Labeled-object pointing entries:
-- begin --

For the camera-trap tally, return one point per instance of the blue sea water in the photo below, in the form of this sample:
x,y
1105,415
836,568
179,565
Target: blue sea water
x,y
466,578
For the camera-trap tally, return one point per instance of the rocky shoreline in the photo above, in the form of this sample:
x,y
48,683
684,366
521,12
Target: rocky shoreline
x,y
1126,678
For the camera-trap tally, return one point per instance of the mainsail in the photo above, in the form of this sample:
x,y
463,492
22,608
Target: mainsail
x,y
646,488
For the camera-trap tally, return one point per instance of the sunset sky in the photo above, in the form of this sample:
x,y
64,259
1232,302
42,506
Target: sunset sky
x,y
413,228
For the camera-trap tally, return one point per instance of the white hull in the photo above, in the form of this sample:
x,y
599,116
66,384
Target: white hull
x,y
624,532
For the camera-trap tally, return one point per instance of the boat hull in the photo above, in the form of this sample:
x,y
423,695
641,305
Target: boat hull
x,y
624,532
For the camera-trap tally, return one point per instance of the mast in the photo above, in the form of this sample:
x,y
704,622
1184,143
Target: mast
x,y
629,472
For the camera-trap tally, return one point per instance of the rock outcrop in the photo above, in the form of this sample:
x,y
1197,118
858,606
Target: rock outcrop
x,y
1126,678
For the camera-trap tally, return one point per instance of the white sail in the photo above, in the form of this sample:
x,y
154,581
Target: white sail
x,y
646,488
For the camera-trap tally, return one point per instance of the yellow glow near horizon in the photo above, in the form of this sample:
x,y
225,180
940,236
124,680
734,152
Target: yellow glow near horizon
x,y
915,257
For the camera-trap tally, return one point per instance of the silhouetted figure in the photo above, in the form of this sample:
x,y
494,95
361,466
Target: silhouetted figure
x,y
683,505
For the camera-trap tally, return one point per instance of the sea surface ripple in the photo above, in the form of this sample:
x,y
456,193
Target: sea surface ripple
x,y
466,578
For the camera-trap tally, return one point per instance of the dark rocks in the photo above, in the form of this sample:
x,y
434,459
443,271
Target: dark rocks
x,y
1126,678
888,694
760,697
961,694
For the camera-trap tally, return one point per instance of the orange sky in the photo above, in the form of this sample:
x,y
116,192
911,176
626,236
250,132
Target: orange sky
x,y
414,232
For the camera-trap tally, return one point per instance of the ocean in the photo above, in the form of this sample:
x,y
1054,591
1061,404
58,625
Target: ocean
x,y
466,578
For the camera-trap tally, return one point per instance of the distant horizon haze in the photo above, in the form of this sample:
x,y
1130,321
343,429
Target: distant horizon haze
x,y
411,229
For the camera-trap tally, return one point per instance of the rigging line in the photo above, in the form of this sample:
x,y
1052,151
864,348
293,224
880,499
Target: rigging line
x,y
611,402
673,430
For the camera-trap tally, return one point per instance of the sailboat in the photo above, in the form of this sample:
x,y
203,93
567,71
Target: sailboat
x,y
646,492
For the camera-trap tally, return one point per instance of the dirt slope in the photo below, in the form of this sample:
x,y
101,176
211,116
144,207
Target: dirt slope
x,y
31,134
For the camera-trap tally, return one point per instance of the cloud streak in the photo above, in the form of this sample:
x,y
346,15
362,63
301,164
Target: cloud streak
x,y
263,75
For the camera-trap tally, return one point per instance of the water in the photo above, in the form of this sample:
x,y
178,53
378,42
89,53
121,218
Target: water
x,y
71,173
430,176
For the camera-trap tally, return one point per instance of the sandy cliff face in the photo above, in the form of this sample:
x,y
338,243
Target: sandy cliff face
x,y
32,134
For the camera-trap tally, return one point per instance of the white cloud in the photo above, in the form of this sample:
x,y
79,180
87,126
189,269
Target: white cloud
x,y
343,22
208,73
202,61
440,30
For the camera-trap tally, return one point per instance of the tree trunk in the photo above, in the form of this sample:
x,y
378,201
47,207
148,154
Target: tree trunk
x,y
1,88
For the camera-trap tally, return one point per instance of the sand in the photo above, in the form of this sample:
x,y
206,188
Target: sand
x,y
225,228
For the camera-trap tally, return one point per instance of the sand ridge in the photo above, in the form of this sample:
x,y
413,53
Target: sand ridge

-- end --

• **DO THIS**: Copy every line of the material above verbatim.

• **ANSWER TO THIS PROBLEM**:
For the camera-trap tally, return one point per instance of the blue sea water in the photo below, in the form of this sample:
x,y
1105,415
836,568
179,565
Target: blue sea water
x,y
466,578
For the camera-trap tally, return one point per instance of the rocky shoreline in the photo above, in the form of this sample:
x,y
48,683
684,366
521,12
Target: rocky shoreline
x,y
1126,678
For the camera-trap tally, return one point per instance of the mainsail in the photo above, in the form of this sample:
x,y
463,492
22,608
Target: mainsail
x,y
646,488
For the camera-trap tally, return one point per instance of the sunset sky in the photo above, in the form of this sample:
x,y
64,259
1232,302
42,506
Target: sunset sky
x,y
413,228
For the camera-trap tally, return one point per instance of the white hull in the photo above, in the form of this sample:
x,y
599,116
66,384
Target: white hull
x,y
624,532
For the camera-trap tally, return one point per instance of the boat hull in the photo above, in the form of this sample:
x,y
423,695
641,305
Target: boat hull
x,y
624,532
For the camera-trap tally, return one point per instance of the mast in the photo above, in the form of this sample:
x,y
704,622
1184,143
Target: mast
x,y
629,472
For the camera-trap tally, return one point per instance of the rock outcrop in the photo above, in the form of this sample:
x,y
1197,118
858,606
Target: rock outcrop
x,y
1126,678
For the camera-trap tally, return one point per instance of the white sail in the photo above, in the form of this sample:
x,y
154,581
Target: white sail
x,y
646,488
For the camera-trap tally, return one point per instance of the yellow glow near horizon in the photo above, in the form of this sample:
x,y
225,180
940,236
124,680
734,152
Target: yellow glow near horizon
x,y
915,257
For the camera-trap tally, return one point per instance of the silhouetted figure in the photo above, in the form of this sample:
x,y
494,95
361,466
Target: silhouetted figure
x,y
683,505
For the camera-trap tally, return one point per instance of the sea surface ripple in the photo above, in the form of this sample:
x,y
456,193
Target: sea surface ripple
x,y
466,578
For the camera-trap tally, return one point per instance of the dark rocks in the photo above, in the form of this sample:
x,y
434,459
443,271
Target: dark rocks
x,y
1126,678
888,694
760,697
961,694
For the camera-trap tally, return one point per instance of the orange sky in the photo above, in the form of this sample:
x,y
116,192
911,176
626,236
250,132
Target: orange sky
x,y
414,232
For the camera-trap tally, return one point per instance of the ocean in the photo above, in the form of this sample:
x,y
1054,591
1061,404
58,625
Target: ocean
x,y
466,578
For the camera-trap tally, return one point per instance of the distant horizon haze in the photo above, in the form of this sample:
x,y
1130,321
343,429
Target: distant horizon haze
x,y
411,229
For the camera-trap tally, return one point per instance of the rigging line in the photo above, in the form of this sample:
x,y
1052,151
864,348
293,224
880,499
Target: rigging line
x,y
611,402
673,430
For the camera-trap tally, return one point per instance of the sailboat in the photo above, in the form of this sample:
x,y
203,93
567,71
Target: sailboat
x,y
646,492
For the camera-trap tally, return one point per instance of the dirt slope in the photo below, in the form of this sample:
x,y
101,176
211,116
144,207
Target: dirt slope
x,y
31,134
For the camera-trap tally, return one point per instance of the cloud streak in the photo above, in the form of this sample:
x,y
346,15
362,63
301,164
Target: cloud streak
x,y
263,75
For the camera-trap tally, return one point per instance of the water in the photo above, in the form of this sample:
x,y
178,53
378,42
89,53
121,218
Target: water
x,y
71,173
430,176
For the camera-trap tally, return one point per instance of the sandy cliff face in the photo above, in the form of this sample:
x,y
338,243
Target: sandy cliff face
x,y
32,134
For the camera-trap tally, return one point per instance of the white cloud in the photo above, in the form of this sample:
x,y
79,180
87,126
189,269
Target: white cloud
x,y
343,22
208,73
202,61
440,30
For the camera-trap tally, return one point per instance of the tree trunk in the photo above, in the form of this sample:
x,y
378,201
47,207
148,154
Target: tree trunk
x,y
1,88
For the camera-trap tally, return one point per instance of the sand in the photo above, in the form of this sample:
x,y
206,188
Target: sand
x,y
225,228
For the camera-trap tally, return one point per instance of the sand ridge in the photo above, in the form of this sample:
x,y
413,53
Target: sand ridge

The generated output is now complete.